◆ WHAT YOU HAVE TO DO ◆
Only the lines from the one containing "the dog's mouth" through the end of the material are to be echoed, each exactly as it appears.

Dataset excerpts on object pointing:
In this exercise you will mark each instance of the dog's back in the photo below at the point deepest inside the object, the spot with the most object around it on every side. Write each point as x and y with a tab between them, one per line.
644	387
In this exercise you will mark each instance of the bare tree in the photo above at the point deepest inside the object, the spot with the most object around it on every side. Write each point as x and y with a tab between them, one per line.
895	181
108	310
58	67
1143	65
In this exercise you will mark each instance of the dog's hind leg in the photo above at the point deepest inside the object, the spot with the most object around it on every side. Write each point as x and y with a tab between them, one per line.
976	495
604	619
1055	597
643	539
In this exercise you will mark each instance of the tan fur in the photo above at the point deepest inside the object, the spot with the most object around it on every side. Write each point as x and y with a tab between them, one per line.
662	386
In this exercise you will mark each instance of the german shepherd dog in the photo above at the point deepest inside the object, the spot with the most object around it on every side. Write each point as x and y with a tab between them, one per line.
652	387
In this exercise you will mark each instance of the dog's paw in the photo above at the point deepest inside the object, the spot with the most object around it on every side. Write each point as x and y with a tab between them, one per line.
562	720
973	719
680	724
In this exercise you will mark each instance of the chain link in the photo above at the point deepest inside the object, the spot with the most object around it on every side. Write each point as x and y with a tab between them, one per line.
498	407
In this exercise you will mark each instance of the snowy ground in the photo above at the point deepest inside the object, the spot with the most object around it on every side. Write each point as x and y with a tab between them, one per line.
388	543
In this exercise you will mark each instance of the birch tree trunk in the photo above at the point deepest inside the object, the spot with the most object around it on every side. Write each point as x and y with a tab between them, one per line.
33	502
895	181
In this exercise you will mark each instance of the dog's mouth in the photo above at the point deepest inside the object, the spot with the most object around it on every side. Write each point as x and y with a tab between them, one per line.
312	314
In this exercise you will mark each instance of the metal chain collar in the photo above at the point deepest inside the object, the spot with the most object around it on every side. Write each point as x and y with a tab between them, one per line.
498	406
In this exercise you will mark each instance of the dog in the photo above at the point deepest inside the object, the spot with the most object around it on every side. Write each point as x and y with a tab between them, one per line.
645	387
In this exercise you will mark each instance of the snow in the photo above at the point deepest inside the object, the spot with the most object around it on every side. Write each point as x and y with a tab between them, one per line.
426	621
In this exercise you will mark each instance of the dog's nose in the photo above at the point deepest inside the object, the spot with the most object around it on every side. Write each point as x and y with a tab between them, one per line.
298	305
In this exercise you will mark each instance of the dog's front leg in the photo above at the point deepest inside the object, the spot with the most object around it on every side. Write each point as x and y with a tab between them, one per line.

◆ ANSWER TO THE TASK ◆
In this exercise you will mark each instance of the dog's mouth in the photo above at the point deepest inside the object, the spot with the most object around it on every side. Write each point as x and y with a tab between them, one per line.
312	314
In this exercise you will mark each instance of the metal chain collar in the photo above at the point deepest inside the object, the spot with the most object around it on every side. Write each point as x and y with a tab between them, one per line.
498	406
In this exercise you will mark each instance of the dog in the photo above at the point deepest inside the object, the spot with the most object around it on every side. Write each point as x and y with a tab between them, one per line.
645	387
In this exercise you will mark each instance of the snow in the photo above at the point deepest inside the object, the spot with the most object around it on every side. Write each point as x and y with a tab between them, one per line.
426	621
In this exercise you will mark each instance of the dog's nose in the photo above at the point deepest inside the object, the spot with the most object around it on every side. Write each point as x and y with a tab between them, one per line.
298	305
In this exercise you will mark each instance of the dog's front leg in the photo above at the point deepest inside the object, the spot with the most object around it on every side. Write each point as x and y with a tab between them, one per line.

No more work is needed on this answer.